*Testo del documento*.
-=-=-=-=-

Finanche le dichiarazioni del premier – a latere di una vacanza a Cormayeur – fustigano l’83% di assenze per epidemia (ma anche per altro quali Legge 104 dovuta a chi assiste famigliari disabili ecc.) occorse nella notte di Capodanno tra la Polizia Locale di Roma Capitale.
Da ciò, in parte giustamente, si innesta la miccia del “daje addosso” al dipendente pubblico, si cavalca l’onda del malcontento popolare, si esacerbano soluzioni bulgare da qualche tempo diffuse in maniera preoccupante, almeno negli intenti.
Si nasconde però, ed in questo hanno colpa anche i mezzi di informazione, che in realtà non occorre demolire l’art.18 per licenziare il Dipendente pubblico infedele o in esubero: esiste infatti già da oltre un decennio, tra l’altro, il D.Lgs 165/01 che prevede diverse ipotesi di licenziamento per giusta causa/giustificato motivo (esubero, persistente scarso rendimento ecc.).
Da qui, dunque, l’evidenza della viscida cialtroneria – se non inscusabile ignoranza – della classe politica o populistica che cavalca il malcontento prendendo spunto da una situazione certo comunque problematica col fine subdolo, che le masse parrebbero non aver colto, di demolire le conquiste sindacali e civili di una intera Nazione.
Dimentica infatti chiunque reclami una generale privatizzazione del pubblico impiego la natura di pubblico ufficiale del pubblico dipendente che attende alle sue funzioni; dimentica dunque chiunque voglia crocifiggere – con metodi da tribunale autodafé se non con violenza verbale tipica della fomentazione pretumultuosa – il dipendente pubblico che lo stesso se non rappresenta dovrebbe rappresentare una terminazione per il confronto tra il cittadino e la pubblica Amministrazione e in ogni caso più in genere lo Stato.

-=-=-=-=-

*Compiti da svolgere*.
A. Rispondi a queste domande in base al testo sul pubblico impiego:
(i) Quale percentuale di assenze si è registrata nella Polizia Locale di Roma Capitale la notte di Capodanno?
(ii) Quale decreto legislativo prevede diverse ipotesi di licenziamento per giusta causa o giustificato motivo?
(iii) Dove si trovava in vacanza il premier quando ha fatto le sue dichiarazioni?
B. Trascrivi dal testo sul pubblico impiego il passo che va da "Si nasconde però, ed" fino a "scarso rendimento ecc.)." compreso.
L'elenco è materiale a sé, distinto dal testo sul pubblico impiego.

Voci del dataset:
-=-=-=-=-

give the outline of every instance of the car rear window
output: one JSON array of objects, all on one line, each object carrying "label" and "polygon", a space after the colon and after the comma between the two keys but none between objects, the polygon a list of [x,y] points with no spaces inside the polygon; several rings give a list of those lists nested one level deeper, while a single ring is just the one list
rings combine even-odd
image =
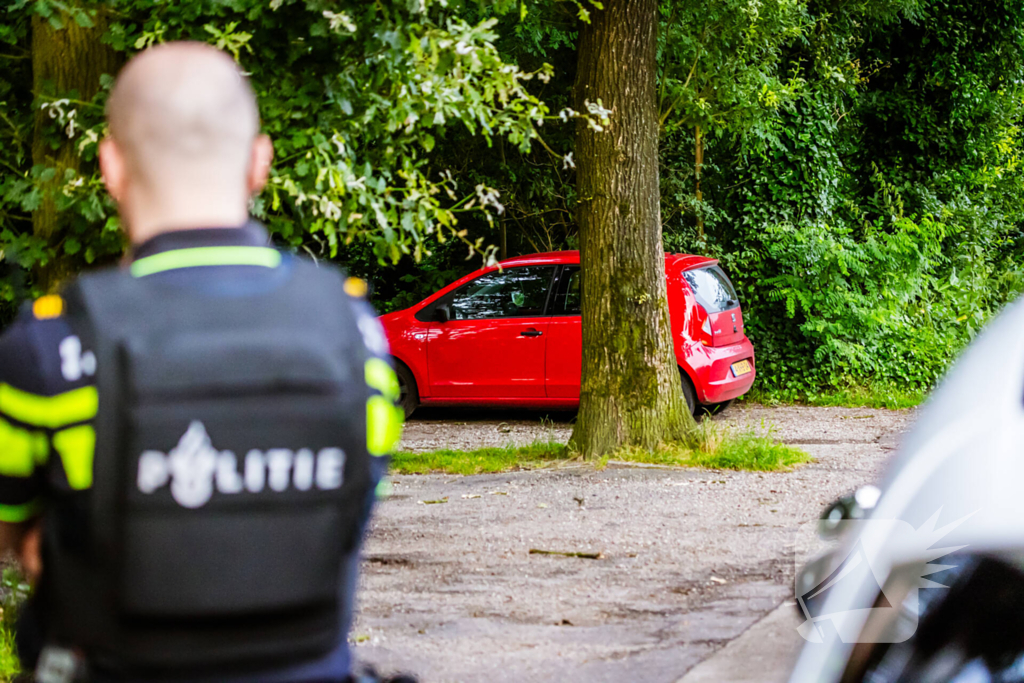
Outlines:
[{"label": "car rear window", "polygon": [[683,272],[697,303],[709,313],[719,313],[739,305],[736,290],[722,268],[710,265]]}]

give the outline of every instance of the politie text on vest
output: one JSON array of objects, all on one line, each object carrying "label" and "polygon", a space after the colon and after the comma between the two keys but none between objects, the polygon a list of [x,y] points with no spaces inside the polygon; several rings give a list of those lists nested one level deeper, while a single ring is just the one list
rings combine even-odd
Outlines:
[{"label": "politie text on vest", "polygon": [[315,455],[309,449],[253,449],[240,472],[234,454],[213,447],[206,427],[194,420],[170,453],[145,451],[139,456],[137,483],[140,492],[152,494],[169,481],[171,496],[179,505],[199,508],[210,500],[214,487],[221,494],[283,492],[290,486],[298,490],[314,485],[322,490],[340,488],[344,470],[341,449],[321,449]]}]

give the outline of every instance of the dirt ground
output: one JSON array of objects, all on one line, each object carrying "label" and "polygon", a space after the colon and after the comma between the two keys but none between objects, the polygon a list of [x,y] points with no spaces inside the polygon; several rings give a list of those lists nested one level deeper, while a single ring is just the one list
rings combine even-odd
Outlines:
[{"label": "dirt ground", "polygon": [[[423,411],[403,445],[565,440],[570,418]],[[425,683],[674,683],[792,598],[799,533],[881,473],[911,418],[762,405],[716,418],[770,429],[816,459],[784,473],[574,465],[396,476],[366,548],[356,656]]]}]

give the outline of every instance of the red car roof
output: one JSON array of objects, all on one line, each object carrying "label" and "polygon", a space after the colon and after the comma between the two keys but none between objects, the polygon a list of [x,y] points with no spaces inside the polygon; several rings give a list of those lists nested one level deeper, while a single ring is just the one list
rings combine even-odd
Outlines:
[{"label": "red car roof", "polygon": [[[701,265],[718,263],[718,259],[707,256],[694,256],[692,254],[666,254],[665,258],[672,264],[677,265],[681,270],[690,270]],[[527,256],[513,256],[501,262],[503,267],[513,265],[545,265],[550,263],[579,263],[580,252],[572,251],[551,251],[541,254],[529,254]]]}]

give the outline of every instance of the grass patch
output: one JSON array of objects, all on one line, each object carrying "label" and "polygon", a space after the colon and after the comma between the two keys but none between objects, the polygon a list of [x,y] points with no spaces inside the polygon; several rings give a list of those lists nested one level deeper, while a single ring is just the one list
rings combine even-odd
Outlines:
[{"label": "grass patch", "polygon": [[391,457],[391,471],[396,474],[486,474],[511,470],[536,469],[565,463],[575,454],[556,441],[537,441],[529,445],[477,449],[475,451],[399,451]]},{"label": "grass patch", "polygon": [[13,680],[22,672],[22,664],[14,653],[14,633],[0,624],[0,681]]},{"label": "grass patch", "polygon": [[811,456],[767,435],[753,431],[734,432],[706,420],[697,426],[693,444],[669,443],[654,451],[623,449],[614,460],[630,463],[703,467],[713,470],[777,472],[808,463]]},{"label": "grass patch", "polygon": [[[792,445],[767,435],[735,432],[716,422],[705,420],[693,434],[689,446],[671,443],[653,451],[623,449],[593,461],[601,469],[609,460],[666,465],[671,467],[705,467],[725,470],[756,470],[760,472],[788,470],[811,457]],[[555,441],[538,441],[524,446],[477,449],[476,451],[399,452],[391,459],[396,474],[485,474],[513,470],[538,469],[552,465],[582,461],[579,454]]]},{"label": "grass patch", "polygon": [[928,397],[924,389],[907,389],[885,384],[831,388],[825,391],[764,391],[755,390],[743,396],[749,400],[766,405],[779,403],[803,403],[806,405],[838,408],[885,408],[900,410],[920,405]]},{"label": "grass patch", "polygon": [[14,647],[14,621],[29,596],[29,585],[13,566],[0,574],[0,681],[11,681],[22,672]]}]

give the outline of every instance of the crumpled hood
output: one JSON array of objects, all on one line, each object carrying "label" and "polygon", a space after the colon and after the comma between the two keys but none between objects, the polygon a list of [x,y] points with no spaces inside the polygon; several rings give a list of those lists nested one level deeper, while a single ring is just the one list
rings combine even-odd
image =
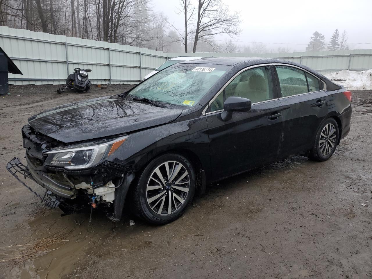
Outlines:
[{"label": "crumpled hood", "polygon": [[37,132],[67,143],[166,124],[182,112],[113,96],[57,107],[30,117],[28,123]]}]

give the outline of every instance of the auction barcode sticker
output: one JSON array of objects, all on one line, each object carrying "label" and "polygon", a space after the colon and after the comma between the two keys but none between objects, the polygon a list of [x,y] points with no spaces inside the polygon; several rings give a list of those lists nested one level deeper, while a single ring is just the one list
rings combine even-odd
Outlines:
[{"label": "auction barcode sticker", "polygon": [[205,72],[206,73],[211,73],[212,71],[215,69],[215,68],[205,68],[204,67],[196,67],[193,70],[192,72]]}]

-=-=-=-=-

*Risposte ai compiti*.
A.
(i) L'83%.
(ii) Il D.Lgs 165/01.
(iii) A Cormayeur.

B.
Si nasconde però, ed in questo hanno colpa anche i mezzi di informazione, che in realtà non occorre demolire l’art.18 per licenziare il Dipendente pubblico infedele o in esubero: esiste infatti già da oltre un decennio, tra l’altro, il D.Lgs 165/01 che prevede diverse ipotesi di licenziamento per giusta causa/giustificato motivo (esubero, persistente scarso rendimento ecc.).